## START Source excerpt

Notes From Babel

Same-Sex Marriage and Political Symbolism

with 7 comments

A whole bunch of blogs have been touting this Washington Post/ABC News poll—claiming that “support for gay marriage has grown to 53 percent today”—as a sign that Americans have now embraced “marriage equality.”  Putting aside for purposes of this post the question of same-sex marriage itself, that commentators are claiming a victory for “marriage equality” generally should give pause.  Indeed, this has become the accepted term for rhetorical engagement on the issue, simply for the reason that “equality” has such great purchase on the American political soul.  Most Americans are reflexively in favor of the concept of equality because the word is so commonly coupled in political and historical discourse with “racial,” or “religious,” or “political.”  Those campaigns for equality concern egregious historical abuses concerning the most fundamental of rights, which abuses were extinguished only at great cost.  It is good and right that we exalt concept, such as equality, as overarching symbols of the American political order; such symbols serve as a means of expressing our hard-fought fundamental values as a people, and of forefending threats that might still be lodged against them.

Beyond a few relatively narrow areas, however, “equality” as a political symbol bears little application to “equality” as a legal standard.  No one seriously believes, for example, that doctors and janitors are entitled to equal pay, that Best Buy and Circuit City are entitled to equal market share, or that the Yankees and the Red Sox are entitled to an equal number of World Series championships.  On these questions, we expect and demand protection of unequal results corresponding to the input of unequal talents and efforts.

We also demand inequality on other types of questions—e.g., who is qualified for employment as a police officer or a fire fighter; who is allowed to drink alcohol; whether gardeners and nuclear power plant operators should be equally regulated.  When it comes to such questions concerning the public health and welfare, the equality principle is significantly circumscribed.

Equality, then, is a strange concept, as it at once guarantees and threatens liberty depending on the subject matter.  There is no doubt that liberty cannot endure when, for example, racial minorities are arbitrarily deprived of protection of fundamental rights.  But neither can there be any serious doubt that liberty cannot endure when everyone is deprived of protection of fundamental rights so that an equal menu of positive rights can be offered up in exchange.  Thus, the way in which some individuals are deprived of personal, political, economic, and property rights in order to promote social and economic equality poses a substantial threat to classical liberty generally.  Similarly, it cannot be seriously doubted that the state cannot serve its necessary function to protect the public health and safety if it must yield in all cases to a mandate of absolute equality.  Equality, then, is a lancet, not a sledgehammer.

## END Source excerpt
## START Records for the exercise

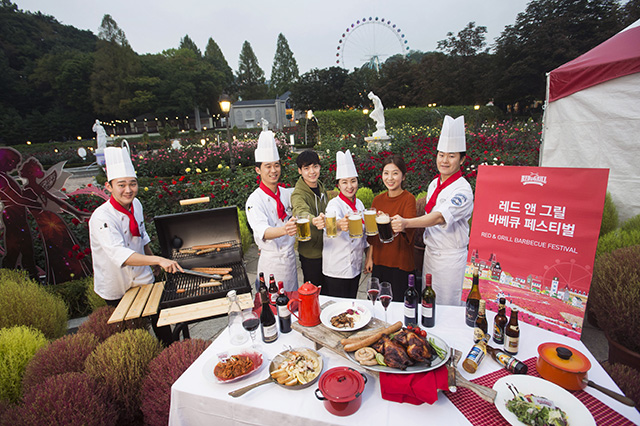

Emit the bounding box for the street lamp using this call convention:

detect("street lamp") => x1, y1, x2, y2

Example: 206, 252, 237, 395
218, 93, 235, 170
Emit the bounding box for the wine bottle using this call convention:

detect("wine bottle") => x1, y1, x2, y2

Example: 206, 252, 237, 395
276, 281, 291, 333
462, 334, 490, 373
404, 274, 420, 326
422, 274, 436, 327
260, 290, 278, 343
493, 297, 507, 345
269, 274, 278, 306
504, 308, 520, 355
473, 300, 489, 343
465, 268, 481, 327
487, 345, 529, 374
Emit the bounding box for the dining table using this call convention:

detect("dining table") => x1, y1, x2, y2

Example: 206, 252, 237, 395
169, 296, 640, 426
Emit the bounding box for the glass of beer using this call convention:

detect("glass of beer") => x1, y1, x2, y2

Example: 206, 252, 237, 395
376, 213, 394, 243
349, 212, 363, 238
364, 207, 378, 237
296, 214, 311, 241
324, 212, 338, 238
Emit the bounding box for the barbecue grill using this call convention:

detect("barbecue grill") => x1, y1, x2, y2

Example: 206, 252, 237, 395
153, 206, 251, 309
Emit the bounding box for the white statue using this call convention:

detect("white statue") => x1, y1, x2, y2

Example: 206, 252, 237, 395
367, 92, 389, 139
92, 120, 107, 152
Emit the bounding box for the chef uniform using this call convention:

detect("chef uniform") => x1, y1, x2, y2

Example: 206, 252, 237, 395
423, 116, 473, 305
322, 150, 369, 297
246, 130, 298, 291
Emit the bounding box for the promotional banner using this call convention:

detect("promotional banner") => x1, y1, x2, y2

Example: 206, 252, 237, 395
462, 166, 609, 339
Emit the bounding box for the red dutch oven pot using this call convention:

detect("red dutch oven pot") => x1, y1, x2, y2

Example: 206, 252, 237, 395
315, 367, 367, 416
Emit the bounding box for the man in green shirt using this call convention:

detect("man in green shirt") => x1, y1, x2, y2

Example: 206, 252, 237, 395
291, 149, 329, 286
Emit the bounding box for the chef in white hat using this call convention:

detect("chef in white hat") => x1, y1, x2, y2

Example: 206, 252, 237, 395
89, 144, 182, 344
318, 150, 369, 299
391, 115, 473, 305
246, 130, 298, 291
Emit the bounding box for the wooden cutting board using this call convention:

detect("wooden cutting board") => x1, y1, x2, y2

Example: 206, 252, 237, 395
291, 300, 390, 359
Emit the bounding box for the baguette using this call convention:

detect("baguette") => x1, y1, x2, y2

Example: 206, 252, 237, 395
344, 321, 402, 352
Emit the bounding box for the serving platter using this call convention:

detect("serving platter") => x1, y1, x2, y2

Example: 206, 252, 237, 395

## END Records for the exercise

Exercise tasks:
1. Summarize the blog post in two sentences.
2. Give everything from the first line of the entries down to the line containing "291, 149, 329, 286", with both of those lines included, as a JSON list of strings, one string per line. Leave out blank lines and the pictures.
The blog post and the entries come from unrelated sources.

Answer list:
1. The blog post argues that commentators call rising support for same-sex marriage a win for "marriage equality" because "equality" has great appeal as a political symbol, yet as a legal standard it applies only in relatively narrow areas. People expect unequal results in pay, market share, and sports and accept unequal treatment on questions of public health and welfare, so equality can both guarantee and threaten liberty and is "a lancet, not a sledgehammer."

2.
[
  "Emit the bounding box for the street lamp using this call convention:",
  "detect(\"street lamp\") => x1, y1, x2, y2",
  "Example: 206, 252, 237, 395",
  "218, 93, 235, 170",
  "Emit the bounding box for the wine bottle using this call convention:",
  "detect(\"wine bottle\") => x1, y1, x2, y2",
  "Example: 206, 252, 237, 395",
  "276, 281, 291, 333",
  "462, 334, 490, 373",
  "404, 274, 420, 326",
  "422, 274, 436, 327",
  "260, 290, 278, 343",
  "493, 297, 507, 345",
  "269, 274, 278, 306",
  "504, 308, 520, 355",
  "473, 300, 489, 343",
  "465, 268, 481, 327",
  "487, 345, 529, 374",
  "Emit the bounding box for the dining table using this call convention:",
  "detect(\"dining table\") => x1, y1, x2, y2",
  "Example: 206, 252, 237, 395",
  "169, 296, 640, 426",
  "Emit the bounding box for the glass of beer using this call convention:",
  "detect(\"glass of beer\") => x1, y1, x2, y2",
  "Example: 206, 252, 237, 395",
  "376, 213, 394, 243",
  "349, 212, 363, 238",
  "364, 207, 378, 237",
  "296, 214, 311, 241",
  "324, 212, 338, 238",
  "Emit the bounding box for the barbecue grill using this call convention:",
  "detect(\"barbecue grill\") => x1, y1, x2, y2",
  "Example: 206, 252, 237, 395",
  "153, 206, 251, 309",
  "Emit the bounding box for the white statue using this call convention:",
  "detect(\"white statue\") => x1, y1, x2, y2",
  "Example: 206, 252, 237, 395",
  "367, 92, 389, 139",
  "92, 120, 107, 152",
  "Emit the bounding box for the chef uniform using this call convention:",
  "detect(\"chef uniform\") => x1, y1, x2, y2",
  "Example: 206, 252, 237, 395",
  "423, 116, 473, 305",
  "322, 150, 369, 297",
  "246, 130, 298, 291",
  "Emit the bounding box for the promotional banner using this call convention:",
  "detect(\"promotional banner\") => x1, y1, x2, y2",
  "Example: 206, 252, 237, 395",
  "462, 166, 609, 339",
  "Emit the bounding box for the red dutch oven pot using this call convention:",
  "detect(\"red dutch oven pot\") => x1, y1, x2, y2",
  "Example: 206, 252, 237, 395",
  "315, 367, 367, 416",
  "Emit the bounding box for the man in green shirt using this call convention:",
  "detect(\"man in green shirt\") => x1, y1, x2, y2",
  "Example: 206, 252, 237, 395",
  "291, 149, 329, 286"
]